■ GIVEN PROBLEM
Can you reproduce everything in the material from the line containing "Target: rough tree bark" down to the line containing "[[[13,163],[13,137],[0,136],[0,203],[10,197],[11,164]]]", both ends included, leaving the request lines unchanged but scaling every point coordinate in the outlines by 0.3 and rounding each to a whole number, halves up, and give only those lines?

■ INPUT FOR THIS TASK
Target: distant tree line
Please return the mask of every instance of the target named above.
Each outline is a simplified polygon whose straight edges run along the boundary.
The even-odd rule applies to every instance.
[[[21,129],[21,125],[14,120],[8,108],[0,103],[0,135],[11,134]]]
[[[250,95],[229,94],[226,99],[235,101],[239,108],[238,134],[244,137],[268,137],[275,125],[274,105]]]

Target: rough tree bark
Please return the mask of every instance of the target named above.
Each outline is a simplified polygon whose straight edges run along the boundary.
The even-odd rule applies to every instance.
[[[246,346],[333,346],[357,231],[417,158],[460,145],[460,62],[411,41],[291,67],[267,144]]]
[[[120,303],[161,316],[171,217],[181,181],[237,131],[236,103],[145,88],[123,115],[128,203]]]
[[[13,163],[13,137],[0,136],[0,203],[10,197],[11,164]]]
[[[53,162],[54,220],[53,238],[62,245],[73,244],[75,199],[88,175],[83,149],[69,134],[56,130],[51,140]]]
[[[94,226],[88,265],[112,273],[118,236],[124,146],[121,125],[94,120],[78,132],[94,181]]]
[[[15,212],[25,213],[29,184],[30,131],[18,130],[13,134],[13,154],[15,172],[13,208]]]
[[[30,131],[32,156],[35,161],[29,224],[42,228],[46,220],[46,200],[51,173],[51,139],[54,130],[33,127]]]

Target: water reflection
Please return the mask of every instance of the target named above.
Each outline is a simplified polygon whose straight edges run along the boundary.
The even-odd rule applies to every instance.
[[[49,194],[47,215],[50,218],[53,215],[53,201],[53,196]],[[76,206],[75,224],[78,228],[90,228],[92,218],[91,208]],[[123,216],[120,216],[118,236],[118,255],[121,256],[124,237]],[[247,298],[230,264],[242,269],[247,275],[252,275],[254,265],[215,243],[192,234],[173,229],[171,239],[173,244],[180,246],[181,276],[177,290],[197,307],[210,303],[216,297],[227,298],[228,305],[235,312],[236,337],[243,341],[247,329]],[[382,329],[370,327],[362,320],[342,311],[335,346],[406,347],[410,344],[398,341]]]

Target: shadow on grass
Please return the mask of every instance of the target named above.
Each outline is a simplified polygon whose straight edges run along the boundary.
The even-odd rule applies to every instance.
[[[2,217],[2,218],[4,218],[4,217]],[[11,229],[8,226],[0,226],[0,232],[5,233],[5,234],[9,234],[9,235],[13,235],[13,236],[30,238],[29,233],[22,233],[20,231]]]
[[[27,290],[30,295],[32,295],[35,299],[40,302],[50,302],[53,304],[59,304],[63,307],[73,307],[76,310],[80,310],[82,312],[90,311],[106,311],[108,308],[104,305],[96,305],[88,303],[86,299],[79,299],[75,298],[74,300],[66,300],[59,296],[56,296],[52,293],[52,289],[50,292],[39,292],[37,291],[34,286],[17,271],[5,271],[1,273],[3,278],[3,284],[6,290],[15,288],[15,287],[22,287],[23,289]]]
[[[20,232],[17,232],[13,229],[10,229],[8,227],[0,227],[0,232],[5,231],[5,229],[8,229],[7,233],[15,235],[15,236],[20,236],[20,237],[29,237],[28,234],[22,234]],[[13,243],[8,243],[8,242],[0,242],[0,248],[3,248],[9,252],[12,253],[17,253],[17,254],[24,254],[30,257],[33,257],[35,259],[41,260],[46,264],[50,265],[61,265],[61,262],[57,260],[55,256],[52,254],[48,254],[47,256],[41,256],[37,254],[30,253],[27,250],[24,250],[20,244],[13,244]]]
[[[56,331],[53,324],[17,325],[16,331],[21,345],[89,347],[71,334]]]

■ RESPONSE
Target: rough tree bark
Please return the mask of every instance of the target named above.
Each outline is a simplified polygon whose straight edges run along the boundary.
The even-odd rule applies to every instance.
[[[74,104],[100,104],[107,69],[125,47],[138,44],[138,19],[123,12],[87,20],[80,43]]]
[[[36,91],[48,95],[51,65],[54,54],[71,39],[71,31],[44,26],[37,35],[38,61]]]
[[[4,49],[4,41],[0,41],[0,61],[3,59],[3,49]]]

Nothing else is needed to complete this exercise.